Your goal: Scan the lines below and report each one containing "stubble" by copying it.

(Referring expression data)
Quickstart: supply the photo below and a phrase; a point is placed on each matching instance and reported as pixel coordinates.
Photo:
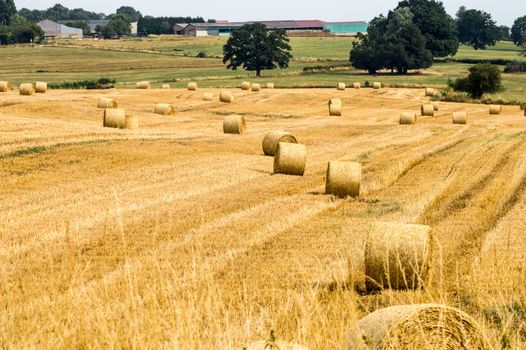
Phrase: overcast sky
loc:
(504, 11)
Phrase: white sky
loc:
(504, 11)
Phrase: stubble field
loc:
(178, 236)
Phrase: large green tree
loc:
(393, 43)
(435, 24)
(255, 48)
(476, 28)
(7, 11)
(518, 31)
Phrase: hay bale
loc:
(343, 179)
(335, 107)
(290, 159)
(495, 109)
(273, 138)
(420, 326)
(41, 87)
(164, 109)
(131, 122)
(234, 124)
(427, 110)
(430, 92)
(407, 118)
(114, 118)
(246, 86)
(226, 96)
(274, 345)
(27, 89)
(460, 118)
(143, 85)
(396, 256)
(107, 102)
(4, 86)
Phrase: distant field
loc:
(172, 59)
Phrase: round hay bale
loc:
(234, 124)
(396, 256)
(114, 118)
(420, 326)
(143, 85)
(226, 96)
(495, 109)
(427, 110)
(275, 345)
(273, 138)
(107, 102)
(343, 179)
(246, 86)
(290, 159)
(27, 89)
(430, 92)
(335, 107)
(41, 87)
(460, 118)
(131, 122)
(4, 86)
(164, 109)
(407, 118)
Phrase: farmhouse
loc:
(53, 30)
(225, 28)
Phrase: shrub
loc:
(482, 78)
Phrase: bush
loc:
(482, 78)
(515, 67)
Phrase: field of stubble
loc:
(178, 236)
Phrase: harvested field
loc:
(177, 235)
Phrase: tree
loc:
(482, 78)
(518, 31)
(7, 11)
(477, 29)
(128, 11)
(435, 24)
(392, 43)
(255, 47)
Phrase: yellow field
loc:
(178, 236)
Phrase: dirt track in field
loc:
(177, 235)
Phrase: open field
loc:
(172, 59)
(178, 236)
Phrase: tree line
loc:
(417, 31)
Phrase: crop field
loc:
(176, 235)
(172, 60)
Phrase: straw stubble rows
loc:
(179, 235)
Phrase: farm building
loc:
(226, 28)
(53, 30)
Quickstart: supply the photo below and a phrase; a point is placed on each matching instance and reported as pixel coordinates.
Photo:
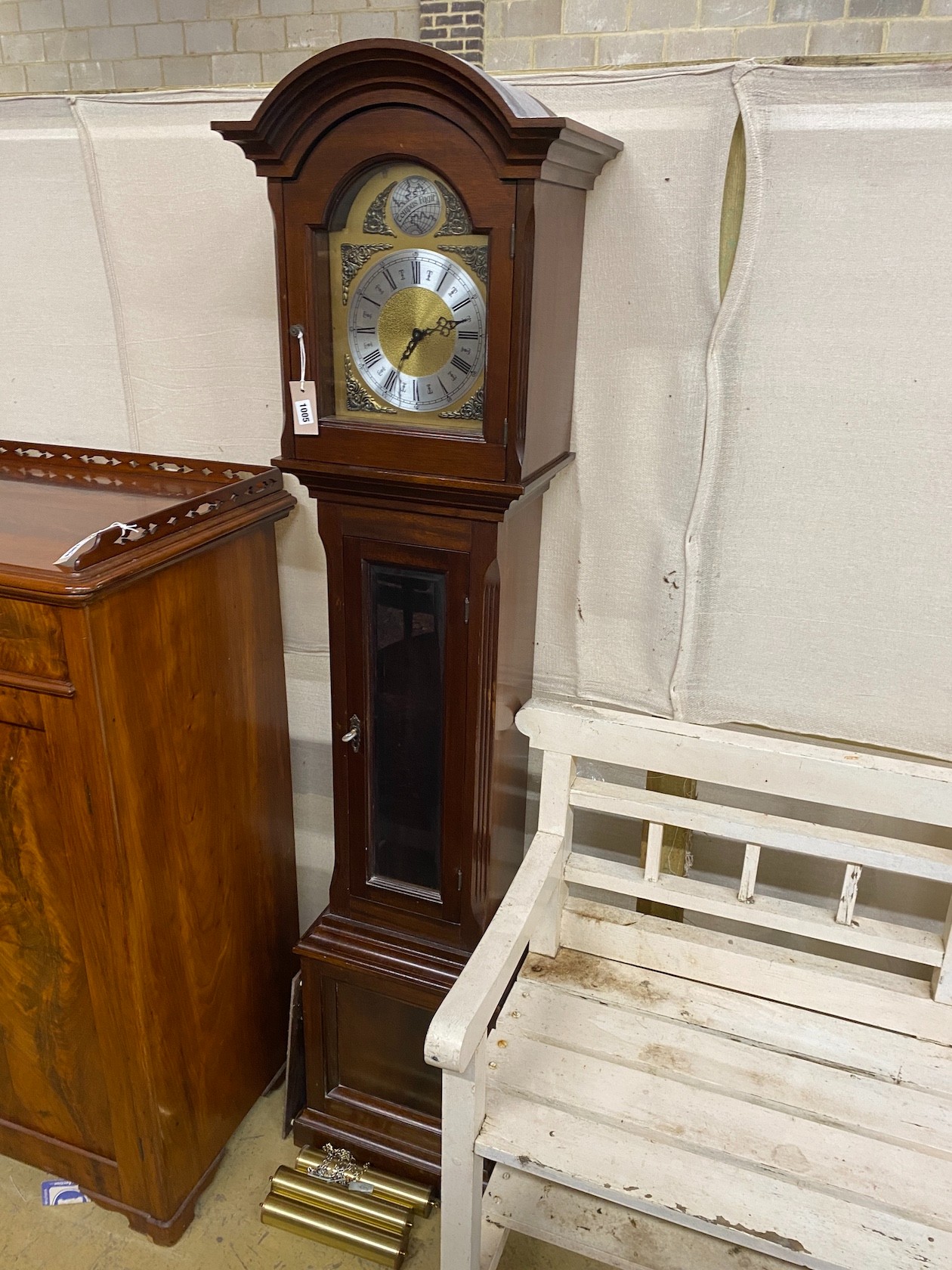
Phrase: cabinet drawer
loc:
(31, 640)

Result:
Phrase: stubble field
Phrase: field of stubble
Phrase: straw stubble rows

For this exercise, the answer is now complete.